PROBLEM -
This exercise calls for copying every line below that holds the word "crowd".

DATASET CONTENT -
((

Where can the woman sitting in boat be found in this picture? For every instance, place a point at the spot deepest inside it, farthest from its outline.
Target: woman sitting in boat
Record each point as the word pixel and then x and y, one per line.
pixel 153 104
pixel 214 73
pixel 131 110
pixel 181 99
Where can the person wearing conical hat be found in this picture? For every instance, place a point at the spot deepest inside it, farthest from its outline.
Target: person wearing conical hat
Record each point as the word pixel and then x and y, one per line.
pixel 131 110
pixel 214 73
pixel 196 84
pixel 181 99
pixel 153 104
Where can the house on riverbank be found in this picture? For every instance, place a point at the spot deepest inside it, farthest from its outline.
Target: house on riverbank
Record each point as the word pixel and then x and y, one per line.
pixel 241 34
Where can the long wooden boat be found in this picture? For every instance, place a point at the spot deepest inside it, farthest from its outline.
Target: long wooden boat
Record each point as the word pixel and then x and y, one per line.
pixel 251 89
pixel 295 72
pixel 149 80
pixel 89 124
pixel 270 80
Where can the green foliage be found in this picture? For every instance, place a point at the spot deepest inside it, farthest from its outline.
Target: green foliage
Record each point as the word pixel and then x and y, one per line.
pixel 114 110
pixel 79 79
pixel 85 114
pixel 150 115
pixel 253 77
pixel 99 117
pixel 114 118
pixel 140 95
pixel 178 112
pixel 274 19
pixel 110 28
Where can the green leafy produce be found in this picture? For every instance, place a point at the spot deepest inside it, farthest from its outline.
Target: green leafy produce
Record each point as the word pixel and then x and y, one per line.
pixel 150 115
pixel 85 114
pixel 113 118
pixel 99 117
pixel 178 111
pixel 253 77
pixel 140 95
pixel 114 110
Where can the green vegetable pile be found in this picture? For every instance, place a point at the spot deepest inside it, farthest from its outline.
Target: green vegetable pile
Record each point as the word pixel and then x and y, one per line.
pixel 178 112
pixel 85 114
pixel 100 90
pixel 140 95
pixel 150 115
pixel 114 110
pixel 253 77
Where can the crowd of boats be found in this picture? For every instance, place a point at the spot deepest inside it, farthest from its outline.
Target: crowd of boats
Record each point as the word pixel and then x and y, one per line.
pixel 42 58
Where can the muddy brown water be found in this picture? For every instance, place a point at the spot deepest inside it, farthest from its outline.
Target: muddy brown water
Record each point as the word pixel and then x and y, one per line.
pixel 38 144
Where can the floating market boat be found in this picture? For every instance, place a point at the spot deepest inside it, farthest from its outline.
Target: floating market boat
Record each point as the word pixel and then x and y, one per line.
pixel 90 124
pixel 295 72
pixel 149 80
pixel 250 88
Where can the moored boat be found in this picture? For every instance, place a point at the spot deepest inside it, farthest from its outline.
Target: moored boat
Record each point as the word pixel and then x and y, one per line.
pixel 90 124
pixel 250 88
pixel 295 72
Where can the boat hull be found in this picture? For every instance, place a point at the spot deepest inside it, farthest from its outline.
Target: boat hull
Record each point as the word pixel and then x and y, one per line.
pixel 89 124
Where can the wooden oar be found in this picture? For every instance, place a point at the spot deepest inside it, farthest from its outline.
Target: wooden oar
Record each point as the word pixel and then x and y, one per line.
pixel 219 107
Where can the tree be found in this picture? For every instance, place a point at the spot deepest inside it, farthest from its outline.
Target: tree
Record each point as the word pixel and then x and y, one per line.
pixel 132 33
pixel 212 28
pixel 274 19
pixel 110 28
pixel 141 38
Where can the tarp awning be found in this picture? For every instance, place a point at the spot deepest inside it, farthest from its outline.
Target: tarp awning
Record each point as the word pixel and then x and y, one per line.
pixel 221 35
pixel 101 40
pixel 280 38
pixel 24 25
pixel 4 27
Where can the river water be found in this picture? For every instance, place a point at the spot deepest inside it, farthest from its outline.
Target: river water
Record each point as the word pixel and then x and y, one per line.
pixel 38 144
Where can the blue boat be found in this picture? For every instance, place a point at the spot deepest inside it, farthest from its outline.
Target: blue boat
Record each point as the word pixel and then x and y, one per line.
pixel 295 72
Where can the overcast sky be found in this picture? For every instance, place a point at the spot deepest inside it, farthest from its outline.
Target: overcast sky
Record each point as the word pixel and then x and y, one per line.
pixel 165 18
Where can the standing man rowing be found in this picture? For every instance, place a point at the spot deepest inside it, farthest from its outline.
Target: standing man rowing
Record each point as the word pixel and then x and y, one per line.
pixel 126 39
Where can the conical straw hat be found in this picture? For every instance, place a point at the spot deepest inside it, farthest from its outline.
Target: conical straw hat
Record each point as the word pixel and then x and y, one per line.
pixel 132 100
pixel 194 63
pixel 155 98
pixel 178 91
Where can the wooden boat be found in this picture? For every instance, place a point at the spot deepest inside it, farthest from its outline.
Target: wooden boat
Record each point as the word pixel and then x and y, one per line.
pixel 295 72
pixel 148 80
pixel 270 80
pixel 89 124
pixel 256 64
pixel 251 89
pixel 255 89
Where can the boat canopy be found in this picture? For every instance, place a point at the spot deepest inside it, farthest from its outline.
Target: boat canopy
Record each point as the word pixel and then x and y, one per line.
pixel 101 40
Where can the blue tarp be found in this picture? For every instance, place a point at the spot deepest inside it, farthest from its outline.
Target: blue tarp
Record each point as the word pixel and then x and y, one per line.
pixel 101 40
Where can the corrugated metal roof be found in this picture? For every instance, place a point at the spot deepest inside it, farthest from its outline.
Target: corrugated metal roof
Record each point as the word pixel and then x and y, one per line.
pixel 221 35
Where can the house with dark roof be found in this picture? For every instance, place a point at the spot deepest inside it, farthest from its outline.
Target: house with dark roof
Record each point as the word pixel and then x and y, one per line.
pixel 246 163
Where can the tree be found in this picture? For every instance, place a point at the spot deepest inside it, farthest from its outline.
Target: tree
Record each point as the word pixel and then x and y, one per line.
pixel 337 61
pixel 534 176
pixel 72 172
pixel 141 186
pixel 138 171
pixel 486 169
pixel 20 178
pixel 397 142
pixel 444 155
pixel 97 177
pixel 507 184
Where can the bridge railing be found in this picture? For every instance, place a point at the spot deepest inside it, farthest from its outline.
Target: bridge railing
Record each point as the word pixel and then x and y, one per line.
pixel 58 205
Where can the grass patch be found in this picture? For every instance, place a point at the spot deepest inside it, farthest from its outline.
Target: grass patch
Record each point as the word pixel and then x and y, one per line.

))

SOLVED EXERCISE -
Where can the crowd of boats be found in this picture? For every instance, place a point at the spot deepest inside it, farthest from its outline.
Target: crowd of boats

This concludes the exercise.